**PROMPT A:** Translate this sentence from the Ikasucon article into Spanish: "The name of the convention has no particular meaning."

···

- Status: Inactive
- Genre: Anime, Manga, Video Games, and Japanese popular culture.
- Venue: Grand Wayne Convention Center
- Location: Fort Wayne, Indiana
- Country: United States
- Inaugurated: 2003
- Attendance: 1,500 in 2009

= Ikasucon =

Anime convention in Fort Wayne, Indiana, United States

Ikasucon was an annual three-day anime convention held during July at the Grand Wayne Convention Center in Fort Wayne, Indiana. The name of the convention has no particular meaning.

==Programming==
The convention typically offered anime improv, anime music video contest, chess, costume competitions, game shows, gaming tournaments, formal dance, karaoke, original animation contest, panels, rave, vendors, workshops, and video screenings.

==History==
Ikasucon was previously held in the Cincinnati, Ohio area until moving to Fort Wayne, Indiana in 2007 for better facilities.

···

**PROMPT B:** Please copy the rows below, starting at the line that contains "Teacher note: have the class pick out the white long-sleeve" and continuing through the last line of the rows, with both ends included.

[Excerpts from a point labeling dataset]
···

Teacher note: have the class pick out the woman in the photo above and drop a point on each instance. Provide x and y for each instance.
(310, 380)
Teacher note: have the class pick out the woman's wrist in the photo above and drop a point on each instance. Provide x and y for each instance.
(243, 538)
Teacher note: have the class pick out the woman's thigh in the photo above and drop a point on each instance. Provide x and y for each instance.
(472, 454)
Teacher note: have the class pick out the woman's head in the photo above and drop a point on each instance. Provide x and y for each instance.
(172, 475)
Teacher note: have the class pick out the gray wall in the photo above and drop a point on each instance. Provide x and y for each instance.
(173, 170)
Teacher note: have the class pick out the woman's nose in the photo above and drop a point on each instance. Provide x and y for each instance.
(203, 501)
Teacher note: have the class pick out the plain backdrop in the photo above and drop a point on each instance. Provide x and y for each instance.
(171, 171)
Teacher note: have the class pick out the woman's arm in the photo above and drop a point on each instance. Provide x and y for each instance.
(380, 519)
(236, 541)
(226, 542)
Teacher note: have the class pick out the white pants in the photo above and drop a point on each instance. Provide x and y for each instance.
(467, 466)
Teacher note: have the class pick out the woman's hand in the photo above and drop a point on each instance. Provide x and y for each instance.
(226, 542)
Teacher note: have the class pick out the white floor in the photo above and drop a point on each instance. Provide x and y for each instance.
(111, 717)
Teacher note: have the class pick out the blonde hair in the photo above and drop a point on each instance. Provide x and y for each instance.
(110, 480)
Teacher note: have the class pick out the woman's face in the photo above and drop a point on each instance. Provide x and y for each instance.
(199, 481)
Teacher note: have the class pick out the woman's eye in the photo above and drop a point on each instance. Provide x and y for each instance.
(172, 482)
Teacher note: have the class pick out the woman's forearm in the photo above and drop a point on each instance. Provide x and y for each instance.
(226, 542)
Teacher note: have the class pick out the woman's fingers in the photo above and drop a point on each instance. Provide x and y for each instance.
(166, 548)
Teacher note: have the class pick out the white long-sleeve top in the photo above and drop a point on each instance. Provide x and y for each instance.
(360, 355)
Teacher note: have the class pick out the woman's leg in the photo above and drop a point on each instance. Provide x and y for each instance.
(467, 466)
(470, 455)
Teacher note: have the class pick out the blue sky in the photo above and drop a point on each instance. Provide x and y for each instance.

···

**WRITTEN ANSWER A:** El nombre de la convención no tiene ningún significado particular.

**WRITTEN ANSWER B:**
Teacher note: have the class pick out the white long-sleeve top in the photo above and drop a point on each instance. Provide x and y for each instance.
(360, 355)
Teacher note: have the class pick out the woman's leg in the photo above and drop a point on each instance. Provide x and y for each instance.
(467, 466)
(470, 455)
Teacher note: have the class pick out the blue sky in the photo above and drop a point on each instance. Provide x and y for each instance.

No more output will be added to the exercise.